- **What to do**: Starting at the line that contains "Objective — for the rear", copy each line through the final one exactly as written.

start Records supplied

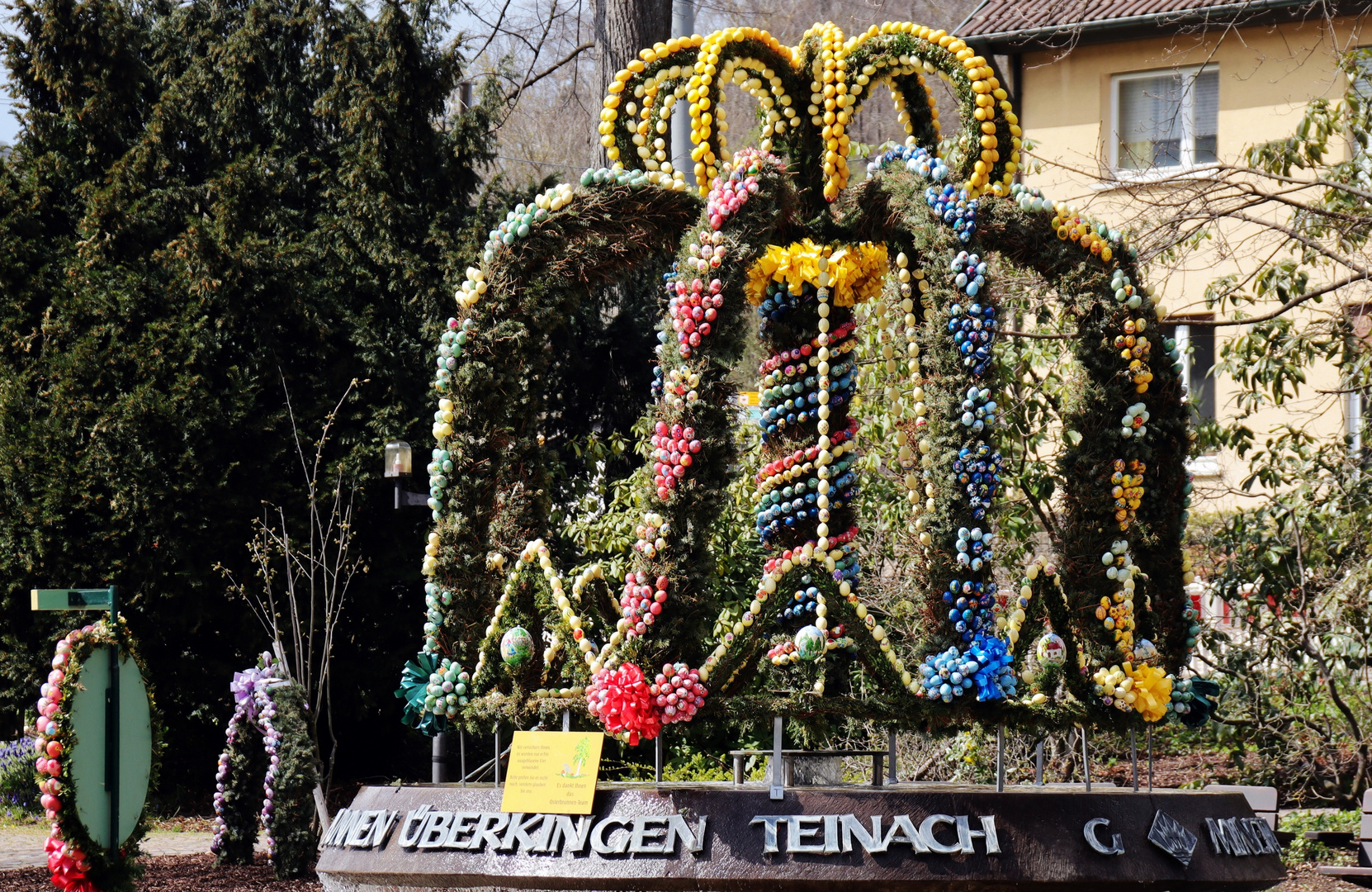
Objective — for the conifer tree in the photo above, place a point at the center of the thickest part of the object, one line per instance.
(207, 202)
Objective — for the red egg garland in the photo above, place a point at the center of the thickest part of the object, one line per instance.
(642, 604)
(696, 306)
(674, 448)
(678, 692)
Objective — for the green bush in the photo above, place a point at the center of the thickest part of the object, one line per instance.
(18, 786)
(1303, 850)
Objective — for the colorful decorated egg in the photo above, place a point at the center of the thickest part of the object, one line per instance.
(810, 644)
(1051, 649)
(516, 647)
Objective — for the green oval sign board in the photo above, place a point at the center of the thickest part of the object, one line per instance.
(89, 759)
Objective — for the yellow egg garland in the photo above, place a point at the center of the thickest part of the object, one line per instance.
(856, 272)
(840, 72)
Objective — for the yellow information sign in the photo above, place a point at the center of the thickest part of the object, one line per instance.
(553, 771)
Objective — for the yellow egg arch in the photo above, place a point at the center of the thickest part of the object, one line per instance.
(810, 95)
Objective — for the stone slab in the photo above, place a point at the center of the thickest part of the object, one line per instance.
(430, 837)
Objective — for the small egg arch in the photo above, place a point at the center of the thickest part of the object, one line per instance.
(267, 774)
(783, 247)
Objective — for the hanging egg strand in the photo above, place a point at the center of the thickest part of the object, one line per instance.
(955, 207)
(1116, 612)
(791, 404)
(978, 472)
(1127, 491)
(917, 159)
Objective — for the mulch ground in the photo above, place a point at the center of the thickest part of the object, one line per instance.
(177, 873)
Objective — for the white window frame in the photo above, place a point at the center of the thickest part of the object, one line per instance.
(1189, 77)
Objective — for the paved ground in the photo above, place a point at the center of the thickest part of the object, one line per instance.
(24, 847)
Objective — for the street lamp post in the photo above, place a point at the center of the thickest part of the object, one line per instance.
(400, 462)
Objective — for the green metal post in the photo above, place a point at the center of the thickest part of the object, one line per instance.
(111, 732)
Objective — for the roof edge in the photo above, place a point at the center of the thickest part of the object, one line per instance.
(1036, 37)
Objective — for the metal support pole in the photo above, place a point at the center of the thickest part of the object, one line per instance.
(441, 758)
(1150, 758)
(1133, 757)
(111, 730)
(1086, 761)
(778, 786)
(1001, 759)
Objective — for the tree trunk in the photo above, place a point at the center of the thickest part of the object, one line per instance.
(622, 29)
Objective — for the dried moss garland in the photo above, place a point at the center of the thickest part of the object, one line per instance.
(267, 773)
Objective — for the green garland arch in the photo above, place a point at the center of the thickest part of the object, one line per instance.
(269, 758)
(1116, 600)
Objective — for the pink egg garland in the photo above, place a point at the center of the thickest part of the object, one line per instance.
(68, 843)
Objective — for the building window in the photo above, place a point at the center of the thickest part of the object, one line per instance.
(1197, 348)
(1355, 415)
(1165, 120)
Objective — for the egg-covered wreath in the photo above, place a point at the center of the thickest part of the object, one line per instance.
(77, 862)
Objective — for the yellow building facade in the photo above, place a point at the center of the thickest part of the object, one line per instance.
(1117, 97)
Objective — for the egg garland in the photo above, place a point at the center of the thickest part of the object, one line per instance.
(516, 647)
(269, 705)
(917, 364)
(1051, 651)
(519, 224)
(840, 74)
(76, 861)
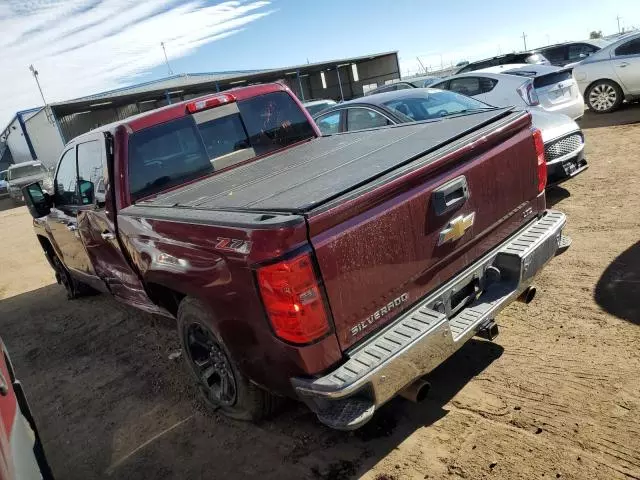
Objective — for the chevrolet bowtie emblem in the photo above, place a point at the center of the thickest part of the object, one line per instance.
(456, 228)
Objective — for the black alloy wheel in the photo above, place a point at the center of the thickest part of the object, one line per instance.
(211, 365)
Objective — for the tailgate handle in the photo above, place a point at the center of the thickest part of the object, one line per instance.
(451, 195)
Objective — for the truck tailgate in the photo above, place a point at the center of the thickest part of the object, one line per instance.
(383, 247)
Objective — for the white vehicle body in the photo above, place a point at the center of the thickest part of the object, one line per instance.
(535, 87)
(610, 75)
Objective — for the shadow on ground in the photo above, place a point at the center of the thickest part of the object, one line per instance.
(110, 404)
(618, 290)
(556, 194)
(628, 113)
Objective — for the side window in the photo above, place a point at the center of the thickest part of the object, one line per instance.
(329, 123)
(487, 84)
(555, 54)
(632, 47)
(440, 85)
(579, 51)
(67, 179)
(361, 118)
(468, 86)
(90, 172)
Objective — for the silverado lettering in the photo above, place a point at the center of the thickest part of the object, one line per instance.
(378, 314)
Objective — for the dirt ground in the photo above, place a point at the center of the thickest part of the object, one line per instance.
(556, 396)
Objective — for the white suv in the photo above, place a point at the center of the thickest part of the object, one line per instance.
(611, 75)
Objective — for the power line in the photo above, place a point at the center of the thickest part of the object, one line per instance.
(166, 59)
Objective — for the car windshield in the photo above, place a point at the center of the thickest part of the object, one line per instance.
(435, 104)
(318, 107)
(25, 171)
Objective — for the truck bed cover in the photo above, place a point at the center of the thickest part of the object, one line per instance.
(301, 178)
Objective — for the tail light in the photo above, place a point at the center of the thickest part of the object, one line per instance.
(542, 162)
(293, 299)
(210, 102)
(528, 94)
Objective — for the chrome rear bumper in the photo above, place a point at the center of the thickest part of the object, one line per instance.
(423, 338)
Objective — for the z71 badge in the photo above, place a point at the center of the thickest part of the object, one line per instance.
(378, 314)
(233, 245)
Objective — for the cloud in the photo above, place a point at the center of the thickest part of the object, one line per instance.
(81, 47)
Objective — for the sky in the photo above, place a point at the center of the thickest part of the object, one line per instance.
(81, 47)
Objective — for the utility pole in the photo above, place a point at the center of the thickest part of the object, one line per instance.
(34, 72)
(166, 59)
(425, 70)
(47, 111)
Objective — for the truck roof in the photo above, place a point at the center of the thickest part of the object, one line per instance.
(177, 110)
(303, 177)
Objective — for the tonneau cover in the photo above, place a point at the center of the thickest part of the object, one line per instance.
(303, 177)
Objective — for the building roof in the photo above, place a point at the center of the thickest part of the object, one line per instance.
(176, 82)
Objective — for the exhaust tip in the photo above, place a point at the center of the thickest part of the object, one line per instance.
(528, 295)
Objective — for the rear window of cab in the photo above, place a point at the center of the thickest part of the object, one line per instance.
(169, 154)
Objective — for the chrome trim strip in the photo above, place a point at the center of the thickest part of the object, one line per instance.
(423, 338)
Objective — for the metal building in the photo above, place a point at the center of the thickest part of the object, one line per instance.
(40, 133)
(337, 79)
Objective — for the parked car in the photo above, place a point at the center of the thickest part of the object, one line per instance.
(570, 53)
(21, 174)
(536, 87)
(3, 183)
(22, 455)
(316, 106)
(530, 57)
(336, 270)
(611, 75)
(562, 137)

end Records supplied

- **Full answer**:
Objective — for the rear window of cab in the photo above, place a point at the center of the thickest part of the object, one line per instance.
(169, 154)
Objective — for the chrome trim strip in the photo above, place a point at the center of the thickest part of the object, one line per instance.
(423, 338)
Objective — for the metal building in the photo above, place a point at the center of the thickest part of the object, one line per instance.
(40, 133)
(337, 79)
Objective — for the parked car in the photo above, place a point at the center of the thickest part of the object, one line per instance.
(570, 53)
(21, 174)
(536, 87)
(3, 183)
(22, 455)
(316, 106)
(530, 57)
(336, 270)
(611, 75)
(562, 137)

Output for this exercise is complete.